--- start PROVIDED RECORDS ---
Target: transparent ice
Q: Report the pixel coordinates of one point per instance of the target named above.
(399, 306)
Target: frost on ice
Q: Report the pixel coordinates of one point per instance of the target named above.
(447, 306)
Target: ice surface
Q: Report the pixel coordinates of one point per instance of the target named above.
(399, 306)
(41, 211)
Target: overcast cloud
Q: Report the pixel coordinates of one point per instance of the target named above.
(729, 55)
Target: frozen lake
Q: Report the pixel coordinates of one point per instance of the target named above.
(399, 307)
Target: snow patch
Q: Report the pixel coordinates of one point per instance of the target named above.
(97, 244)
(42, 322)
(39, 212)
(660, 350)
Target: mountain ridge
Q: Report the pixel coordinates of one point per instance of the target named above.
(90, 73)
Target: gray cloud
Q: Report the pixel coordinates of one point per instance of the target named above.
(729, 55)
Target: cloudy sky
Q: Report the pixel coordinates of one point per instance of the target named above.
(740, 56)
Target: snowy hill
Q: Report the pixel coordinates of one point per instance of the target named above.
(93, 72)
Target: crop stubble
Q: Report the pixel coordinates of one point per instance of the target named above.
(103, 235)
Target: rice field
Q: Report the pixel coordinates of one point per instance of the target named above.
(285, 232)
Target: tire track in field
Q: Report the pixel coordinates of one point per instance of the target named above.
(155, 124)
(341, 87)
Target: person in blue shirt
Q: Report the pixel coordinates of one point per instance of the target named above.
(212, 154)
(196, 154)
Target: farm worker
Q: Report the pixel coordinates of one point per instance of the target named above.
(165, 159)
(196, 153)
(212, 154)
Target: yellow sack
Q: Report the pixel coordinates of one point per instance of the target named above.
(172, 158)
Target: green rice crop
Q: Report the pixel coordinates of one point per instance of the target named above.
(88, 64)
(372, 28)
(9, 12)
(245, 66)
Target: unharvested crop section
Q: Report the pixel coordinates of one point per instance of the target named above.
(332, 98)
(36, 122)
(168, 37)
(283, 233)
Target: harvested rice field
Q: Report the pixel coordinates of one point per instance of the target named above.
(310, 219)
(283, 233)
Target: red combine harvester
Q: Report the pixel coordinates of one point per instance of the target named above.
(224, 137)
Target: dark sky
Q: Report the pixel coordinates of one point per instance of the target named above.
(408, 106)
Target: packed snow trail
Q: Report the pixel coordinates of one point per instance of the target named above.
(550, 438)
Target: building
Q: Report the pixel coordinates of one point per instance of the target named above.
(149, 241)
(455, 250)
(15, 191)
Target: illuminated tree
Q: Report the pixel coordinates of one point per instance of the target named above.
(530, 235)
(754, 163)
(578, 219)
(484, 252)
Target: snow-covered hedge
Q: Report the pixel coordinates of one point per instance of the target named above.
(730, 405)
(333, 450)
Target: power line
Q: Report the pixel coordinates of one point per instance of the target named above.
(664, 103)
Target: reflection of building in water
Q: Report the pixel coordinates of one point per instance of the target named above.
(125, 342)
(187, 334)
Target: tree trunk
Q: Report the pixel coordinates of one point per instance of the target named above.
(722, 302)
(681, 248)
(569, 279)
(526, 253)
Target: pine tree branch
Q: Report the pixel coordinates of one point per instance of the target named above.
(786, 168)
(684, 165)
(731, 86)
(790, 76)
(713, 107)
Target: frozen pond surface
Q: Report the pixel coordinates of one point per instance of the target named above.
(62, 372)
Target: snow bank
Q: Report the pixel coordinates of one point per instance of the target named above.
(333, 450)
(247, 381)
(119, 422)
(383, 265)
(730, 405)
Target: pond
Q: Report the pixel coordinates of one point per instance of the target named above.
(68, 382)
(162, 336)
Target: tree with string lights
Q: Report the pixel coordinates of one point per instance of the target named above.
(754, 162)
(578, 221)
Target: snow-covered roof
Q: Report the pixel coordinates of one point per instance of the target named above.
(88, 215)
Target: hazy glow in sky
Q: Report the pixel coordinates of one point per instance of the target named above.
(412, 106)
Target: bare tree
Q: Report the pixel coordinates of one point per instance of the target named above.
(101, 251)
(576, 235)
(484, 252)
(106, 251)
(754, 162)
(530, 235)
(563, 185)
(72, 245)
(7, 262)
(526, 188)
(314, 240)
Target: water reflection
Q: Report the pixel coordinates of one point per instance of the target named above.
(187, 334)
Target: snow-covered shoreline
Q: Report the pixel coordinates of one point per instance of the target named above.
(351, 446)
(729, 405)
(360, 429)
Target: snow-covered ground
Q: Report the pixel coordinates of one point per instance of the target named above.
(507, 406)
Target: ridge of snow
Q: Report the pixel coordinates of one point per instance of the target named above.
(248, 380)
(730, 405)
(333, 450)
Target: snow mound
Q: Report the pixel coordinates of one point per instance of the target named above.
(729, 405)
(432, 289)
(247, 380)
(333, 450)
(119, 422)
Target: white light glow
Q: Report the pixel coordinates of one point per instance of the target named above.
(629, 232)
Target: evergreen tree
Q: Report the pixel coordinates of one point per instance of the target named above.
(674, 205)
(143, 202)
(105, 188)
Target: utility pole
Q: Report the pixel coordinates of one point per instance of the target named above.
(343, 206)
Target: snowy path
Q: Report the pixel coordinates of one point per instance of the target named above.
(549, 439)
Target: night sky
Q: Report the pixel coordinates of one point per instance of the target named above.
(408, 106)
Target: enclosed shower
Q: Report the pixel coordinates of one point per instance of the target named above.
--- end PROVIDED RECORDS ---
▸ **WHAT IS EXPECTED**
Return the full listing, character for character.

▸ **EXERCISE SOLUTION**
Target: transparent ice
Q: Report the pixel coordinates of one point per instance of the target named above.
(399, 306)
Target: frost on ice
Q: Report the pixel coordinates of one point per instance of the target named above.
(447, 306)
Target: ice surface
Q: Report the pixel coordinates of one point per instance of the target named above.
(399, 306)
(41, 211)
Target: overcast cloud
Q: Report the pixel coordinates of one point per instance of the target named above.
(729, 55)
Target: frozen lake
Q: Report the pixel coordinates of one point per instance of the target named above.
(399, 307)
Target: snow patch
Q: Report the pixel coordinates of one point per instance of the target named above.
(97, 244)
(42, 322)
(39, 212)
(660, 350)
Target: mountain ridge
Q: Report the pixel coordinates of one point per instance of the target named above.
(90, 73)
Target: gray cloud
Q: Report the pixel coordinates of one point per instance of the target named above.
(729, 55)
Target: cloudy sky
Q: Report the pixel coordinates of one point per instance of the target named above.
(740, 56)
Target: snowy hill
Q: Report the pixel coordinates of one point per instance of the target named above.
(93, 72)
Target: crop stubble
Q: Report the pixel coordinates of one point per instance of the target named above.
(103, 235)
Target: rice field
Q: Report the pixel coordinates of one point per instance of the target named above.
(285, 232)
Target: tire track in field
Q: Report the pixel coordinates of one point per instance of the target named above.
(155, 124)
(341, 87)
Target: person in blue shirt
Q: Report the pixel coordinates of one point per instance of the target named above.
(212, 154)
(196, 154)
Target: farm worker
Q: Report the pixel coordinates of one point per instance of the target named above.
(165, 159)
(196, 153)
(212, 154)
Target: yellow sack
Q: Report the pixel coordinates of one point per instance of the target named above.
(172, 158)
Target: green rice crop
Q: Report the pixel coordinates of one point per instance of the target named above.
(88, 64)
(372, 28)
(9, 12)
(245, 66)
Target: unharvested crop section
Q: Report the pixel coordinates of one point per instance of the target named above.
(332, 98)
(36, 122)
(168, 37)
(283, 233)
Target: harvested rice field
Q: Report the pixel coordinates of one point per instance of the target named above.
(310, 219)
(283, 233)
Target: red combine harvester
Q: Report the pixel coordinates of one point per instance of the target named above.
(224, 137)
Target: dark sky
Q: Report the pixel coordinates of one point per instance of the target named above.
(408, 106)
Target: packed snow trail
Q: Report the pixel coordinates of one point per instance of the target named above.
(550, 438)
Target: building
Q: Report the pixel coordinates of one point per instance of the target named above.
(149, 241)
(455, 250)
(15, 191)
Target: illuminated tree
Q: Report the pixel coordinates of one point per instance of the target named above.
(530, 235)
(754, 163)
(578, 219)
(484, 252)
Target: snow-covered hedge
Q: Report the pixel coordinates of one point per instance of the target named above.
(730, 405)
(333, 450)
Target: power line
Q: Report the pixel coordinates of one point per instance of the target named above.
(664, 103)
Target: reflection of building in water
Q: Report the pixel coordinates of one point per instance of the target named above.
(125, 342)
(187, 334)
Target: tree trunk
Q: Report the pixel coordinates of one point per instance of the target named above.
(722, 302)
(681, 248)
(569, 279)
(526, 253)
Target: pine tree branch
Q: Report the pixel coordinates of one point per instance of the target named above.
(786, 168)
(684, 165)
(731, 86)
(790, 76)
(713, 107)
Target: frozen pond surface
Q: Report the pixel coordinates of one point per instance of the target named above.
(62, 372)
Target: snow bank
Q: Report the pixel coordinates of one point per instance of the target named above.
(333, 450)
(247, 381)
(119, 422)
(383, 265)
(730, 405)
Target: pond
Q: Report the pixel coordinates of one point per instance of the target named above.
(68, 382)
(162, 336)
Target: tree with string lights
Q: Report the pixel coordinates of one point per instance of the target named above.
(754, 162)
(578, 221)
Target: snow-covered roof
Q: Report the pixel coordinates of one point per instance of the target named above.
(88, 215)
Target: hazy glow in sky
Q: Report the pixel coordinates of one point per instance of the target named above.
(412, 106)
Target: bare tree
Q: Report the pixel coordinates of one point per instance of the target named above.
(101, 251)
(576, 235)
(484, 252)
(106, 251)
(754, 162)
(530, 235)
(563, 185)
(72, 245)
(7, 262)
(526, 188)
(314, 240)
Target: water reflection
Q: Report the pixel coordinates of one point per instance of the target named above.
(187, 334)
Target: snow-covered shoreline
Q: Report the pixel coordinates of one point per instance of the target named above.
(351, 446)
(729, 405)
(360, 429)
Target: snow-covered ground
Q: Report the pixel coordinates of one point per instance of the target named above.
(507, 406)
Target: ridge of snow
Q: Report the pixel coordinates of one point per instance of the target named above.
(248, 380)
(730, 405)
(333, 450)
Target: snow mound
Q: Report the pixel coordinates of one point per instance of the target named above.
(729, 405)
(432, 289)
(247, 380)
(333, 450)
(119, 422)
Target: white light glow
Q: Report the pixel coordinates of one point per instance of the target named above.
(629, 232)
Target: evergreen tree
Q: Report the pixel coordinates of one point per instance of the target named above.
(674, 205)
(143, 202)
(105, 188)
Target: utility pole
Q: Report the pixel coordinates of one point per instance of the target named above.
(343, 206)
Target: snowy path
Q: Report the pixel coordinates of one point per instance of the target named above.
(549, 439)
Target: night sky
Q: Report the pixel coordinates of one point per instance of the target named above.
(408, 106)
Target: enclosed shower
Q: Report the pixel coordinates of one point per instance of the target named above.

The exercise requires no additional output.